<<<<
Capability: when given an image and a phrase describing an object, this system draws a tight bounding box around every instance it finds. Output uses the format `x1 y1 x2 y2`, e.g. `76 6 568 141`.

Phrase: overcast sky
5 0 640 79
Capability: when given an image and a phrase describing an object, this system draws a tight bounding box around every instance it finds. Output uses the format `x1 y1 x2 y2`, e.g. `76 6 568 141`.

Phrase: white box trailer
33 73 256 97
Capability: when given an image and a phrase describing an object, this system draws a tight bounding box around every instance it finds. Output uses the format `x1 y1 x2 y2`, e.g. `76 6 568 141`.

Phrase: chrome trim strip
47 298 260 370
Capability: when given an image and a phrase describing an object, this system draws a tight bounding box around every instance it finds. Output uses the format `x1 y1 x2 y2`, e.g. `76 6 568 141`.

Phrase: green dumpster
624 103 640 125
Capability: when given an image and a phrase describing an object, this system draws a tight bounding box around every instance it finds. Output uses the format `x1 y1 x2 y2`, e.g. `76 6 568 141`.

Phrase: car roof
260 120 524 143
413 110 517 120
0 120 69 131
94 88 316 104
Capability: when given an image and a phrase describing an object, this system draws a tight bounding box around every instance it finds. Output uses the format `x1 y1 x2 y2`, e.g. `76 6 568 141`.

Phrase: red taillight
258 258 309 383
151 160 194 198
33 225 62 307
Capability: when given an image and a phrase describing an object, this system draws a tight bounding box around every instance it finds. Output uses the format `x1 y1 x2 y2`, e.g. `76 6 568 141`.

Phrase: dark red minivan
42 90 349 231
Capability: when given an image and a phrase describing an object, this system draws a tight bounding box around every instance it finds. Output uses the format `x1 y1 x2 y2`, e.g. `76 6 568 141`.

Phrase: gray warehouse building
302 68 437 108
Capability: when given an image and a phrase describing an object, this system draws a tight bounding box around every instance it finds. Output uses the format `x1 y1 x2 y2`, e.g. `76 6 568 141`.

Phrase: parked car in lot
>>>>
Please return the whole listing above, line for line, with no changes.

Reply:
Capability: when given an image and a phrase describing an object, this system draws a tight bounding box around every instance it finds. Output uses the format `x1 y1 x2 y2`, e.g. `76 6 568 141`.

Phrase: overcast sky
5 0 640 79
Capability: when given an image and a phrase describing an object, this system draws a tight bounding box around every instance it finds. Output uses the format `x1 y1 x2 y2`, e.g. `76 6 568 141`.

Phrase: white box trailer
33 73 256 97
Capability: when given an image and a phrase describing an object, this system draws a tight bounding box around every instance it finds. Output uses the format `x1 y1 x2 y2`, e.g. `76 6 568 141`.

Phrase: chrome trim strip
47 298 260 370
Capability: when given an image and a phrase describing an object, this system draws a tight bounding box around every instance it finds. Output uses the format `x1 y1 x2 y2`, e.g. `76 6 568 141`.

Phrase: green dumpster
624 103 640 125
Capability: when given an image and a phrase describing an object, this system draws a tight bounding box around every instance it finds. Output uses the format `x1 y1 x2 y2`, e.g. `76 6 568 141`.

Phrase: car roof
260 120 524 143
413 110 517 120
0 120 69 131
94 88 316 104
Capability: when given an image and a phrase describing an object, this system draws a tight bounding box around every instance it finds. Output uses the format `x1 y1 x2 y2`, e.g. `76 6 568 141`.

Phrase: red taillight
258 258 309 383
151 160 194 198
33 225 62 307
Capability: when given an image and a phrase describing an object, this system draws a tight bounding box around every instance it finds. Output uses the format `x1 y1 x2 y2`, e.g. `76 6 568 141`.

Phrase: dark red minivan
42 90 349 231
Capability: when given an image and a phrase describing an object, this system draws a tight bounding box around every instance it finds. Output uses the format `x1 y1 x2 y2`, e.g. `76 6 568 141`.

Phrase: gray warehouse building
302 68 437 108
Capability: when given an image and a phrase describing an object, this system draws a tight bounding box around every instance it finds. Output uses the format `x1 y1 x2 y2`, e.g. `76 6 568 141`.

Phrase: parked car in lot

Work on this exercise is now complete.